Retype the records below from their first line through the line holding "Target: white helmet", including both ends and no pictures.

*** Opening Exercise input ***

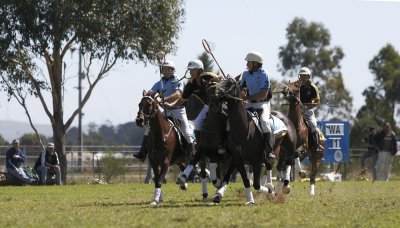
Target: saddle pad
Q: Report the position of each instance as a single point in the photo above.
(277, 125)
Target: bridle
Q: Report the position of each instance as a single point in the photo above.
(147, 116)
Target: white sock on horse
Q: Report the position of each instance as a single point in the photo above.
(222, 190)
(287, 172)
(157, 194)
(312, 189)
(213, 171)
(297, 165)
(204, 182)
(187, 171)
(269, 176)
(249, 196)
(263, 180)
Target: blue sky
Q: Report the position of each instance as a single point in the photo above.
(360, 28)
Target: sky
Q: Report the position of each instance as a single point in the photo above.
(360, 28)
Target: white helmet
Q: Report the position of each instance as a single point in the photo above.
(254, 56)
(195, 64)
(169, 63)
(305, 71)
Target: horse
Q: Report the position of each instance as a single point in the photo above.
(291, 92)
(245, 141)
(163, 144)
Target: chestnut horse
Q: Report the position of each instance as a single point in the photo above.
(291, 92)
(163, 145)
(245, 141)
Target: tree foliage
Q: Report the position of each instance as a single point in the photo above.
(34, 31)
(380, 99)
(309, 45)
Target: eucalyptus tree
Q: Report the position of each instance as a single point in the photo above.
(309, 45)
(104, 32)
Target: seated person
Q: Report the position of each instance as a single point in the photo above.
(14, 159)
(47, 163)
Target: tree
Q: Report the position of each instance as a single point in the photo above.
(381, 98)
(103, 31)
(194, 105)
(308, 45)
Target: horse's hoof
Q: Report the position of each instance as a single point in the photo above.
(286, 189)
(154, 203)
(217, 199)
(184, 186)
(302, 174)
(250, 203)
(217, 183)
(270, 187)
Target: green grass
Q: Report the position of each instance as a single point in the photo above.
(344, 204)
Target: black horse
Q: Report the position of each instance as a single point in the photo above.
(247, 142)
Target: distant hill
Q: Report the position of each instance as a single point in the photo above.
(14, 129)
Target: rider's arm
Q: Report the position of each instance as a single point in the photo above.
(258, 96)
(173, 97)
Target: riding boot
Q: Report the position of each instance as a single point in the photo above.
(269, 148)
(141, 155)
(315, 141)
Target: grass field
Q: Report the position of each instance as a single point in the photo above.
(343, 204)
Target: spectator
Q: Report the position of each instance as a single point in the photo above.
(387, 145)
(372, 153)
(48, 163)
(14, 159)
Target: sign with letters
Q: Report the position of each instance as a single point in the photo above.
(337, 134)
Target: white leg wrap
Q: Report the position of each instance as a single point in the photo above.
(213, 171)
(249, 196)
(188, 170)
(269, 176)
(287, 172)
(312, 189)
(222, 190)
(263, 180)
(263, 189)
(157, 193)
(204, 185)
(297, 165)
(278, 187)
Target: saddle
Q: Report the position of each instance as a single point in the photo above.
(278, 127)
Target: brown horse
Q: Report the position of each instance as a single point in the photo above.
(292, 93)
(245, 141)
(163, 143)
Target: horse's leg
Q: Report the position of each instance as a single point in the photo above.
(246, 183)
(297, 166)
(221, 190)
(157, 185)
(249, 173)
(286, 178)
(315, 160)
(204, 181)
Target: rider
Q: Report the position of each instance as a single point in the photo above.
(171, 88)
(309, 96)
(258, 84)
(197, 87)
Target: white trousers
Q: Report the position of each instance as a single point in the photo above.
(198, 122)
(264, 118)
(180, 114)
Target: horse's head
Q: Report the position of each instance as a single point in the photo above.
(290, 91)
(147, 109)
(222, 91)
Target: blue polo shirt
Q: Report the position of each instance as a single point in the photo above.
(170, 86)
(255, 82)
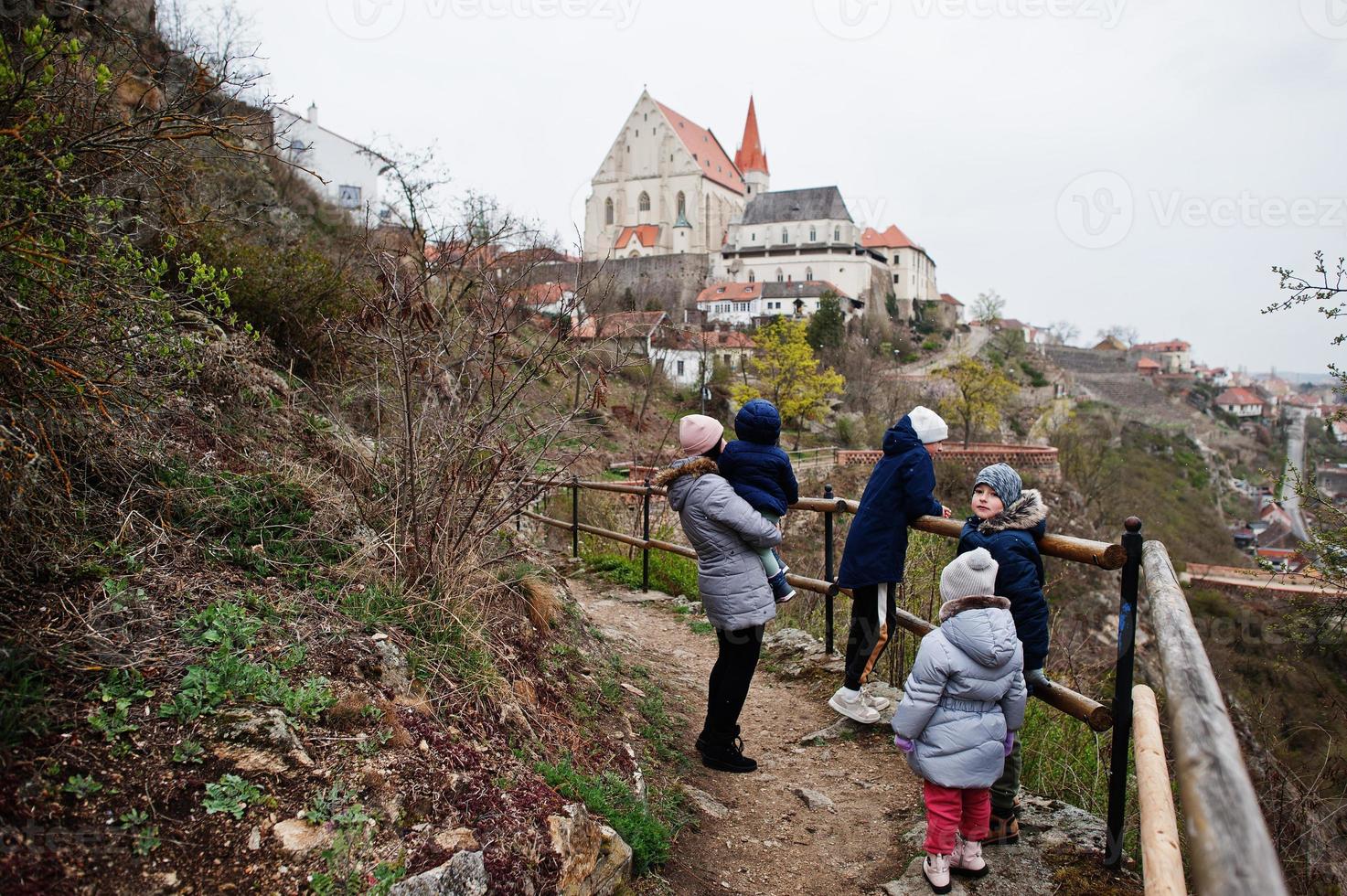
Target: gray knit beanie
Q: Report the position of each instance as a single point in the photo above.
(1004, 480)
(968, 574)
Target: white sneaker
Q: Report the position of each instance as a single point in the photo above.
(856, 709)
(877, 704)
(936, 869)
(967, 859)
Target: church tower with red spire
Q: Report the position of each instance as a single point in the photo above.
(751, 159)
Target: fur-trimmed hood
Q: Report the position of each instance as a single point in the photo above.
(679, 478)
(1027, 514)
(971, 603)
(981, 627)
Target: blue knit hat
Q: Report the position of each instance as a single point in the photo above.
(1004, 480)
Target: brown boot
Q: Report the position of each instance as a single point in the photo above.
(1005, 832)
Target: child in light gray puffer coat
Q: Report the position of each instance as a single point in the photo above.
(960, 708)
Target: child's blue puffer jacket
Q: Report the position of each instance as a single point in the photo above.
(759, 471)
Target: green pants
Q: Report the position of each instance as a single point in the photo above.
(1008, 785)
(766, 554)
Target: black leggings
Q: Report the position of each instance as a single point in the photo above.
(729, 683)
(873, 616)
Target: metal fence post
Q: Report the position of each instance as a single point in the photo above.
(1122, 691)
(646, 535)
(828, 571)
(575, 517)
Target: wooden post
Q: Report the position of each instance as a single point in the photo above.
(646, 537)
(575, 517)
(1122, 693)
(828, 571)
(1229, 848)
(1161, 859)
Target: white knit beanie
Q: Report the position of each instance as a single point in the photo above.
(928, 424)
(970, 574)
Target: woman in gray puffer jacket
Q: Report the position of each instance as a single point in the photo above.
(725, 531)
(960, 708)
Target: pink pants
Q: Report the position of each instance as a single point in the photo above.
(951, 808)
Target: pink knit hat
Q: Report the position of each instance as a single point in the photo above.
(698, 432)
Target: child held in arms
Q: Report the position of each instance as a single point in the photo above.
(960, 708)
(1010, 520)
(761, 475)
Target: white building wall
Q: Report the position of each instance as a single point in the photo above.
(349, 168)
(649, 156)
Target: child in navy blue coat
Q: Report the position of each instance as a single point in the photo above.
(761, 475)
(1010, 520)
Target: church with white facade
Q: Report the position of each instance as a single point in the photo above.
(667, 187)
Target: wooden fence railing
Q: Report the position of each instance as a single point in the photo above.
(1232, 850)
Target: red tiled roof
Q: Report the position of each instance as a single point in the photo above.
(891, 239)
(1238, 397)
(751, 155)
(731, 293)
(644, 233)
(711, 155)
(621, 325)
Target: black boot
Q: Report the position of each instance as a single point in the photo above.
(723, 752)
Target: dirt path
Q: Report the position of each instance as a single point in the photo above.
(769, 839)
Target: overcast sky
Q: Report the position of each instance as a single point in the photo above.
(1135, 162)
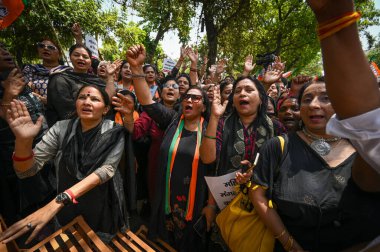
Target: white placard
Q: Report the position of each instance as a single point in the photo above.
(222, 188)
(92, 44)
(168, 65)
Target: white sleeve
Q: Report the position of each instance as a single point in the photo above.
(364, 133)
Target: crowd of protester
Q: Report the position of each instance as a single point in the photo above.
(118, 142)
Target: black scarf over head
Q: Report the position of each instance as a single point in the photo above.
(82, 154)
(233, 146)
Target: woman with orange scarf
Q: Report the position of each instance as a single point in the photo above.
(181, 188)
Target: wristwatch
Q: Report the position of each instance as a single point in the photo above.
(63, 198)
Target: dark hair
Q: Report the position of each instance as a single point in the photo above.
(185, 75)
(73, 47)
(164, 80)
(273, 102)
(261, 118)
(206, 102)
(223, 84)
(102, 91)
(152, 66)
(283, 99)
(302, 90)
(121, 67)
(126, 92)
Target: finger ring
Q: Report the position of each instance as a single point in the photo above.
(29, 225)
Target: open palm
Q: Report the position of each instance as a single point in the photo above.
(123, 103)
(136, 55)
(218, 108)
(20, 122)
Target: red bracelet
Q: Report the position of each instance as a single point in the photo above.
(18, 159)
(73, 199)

*** Closing Exercise input ***

» **Answer box**
Target: saddle pad
Q: Report the position of each instance as a single point in the photo above.
(277, 125)
Target: bridle
Q: Report the position of each instance as a single point in the photo above.
(147, 116)
Target: white sock on horse
Q: Report the position of each instance as a single point in the photo above.
(222, 190)
(287, 172)
(157, 194)
(312, 189)
(213, 171)
(297, 165)
(204, 182)
(187, 171)
(269, 176)
(249, 196)
(263, 180)
Target: blue sky
Q: Report the position of each instance as a single point in the photo above.
(360, 28)
Target: sky
Q: Report the position of each instance as a single point in the photo above.
(360, 28)
Target: white helmet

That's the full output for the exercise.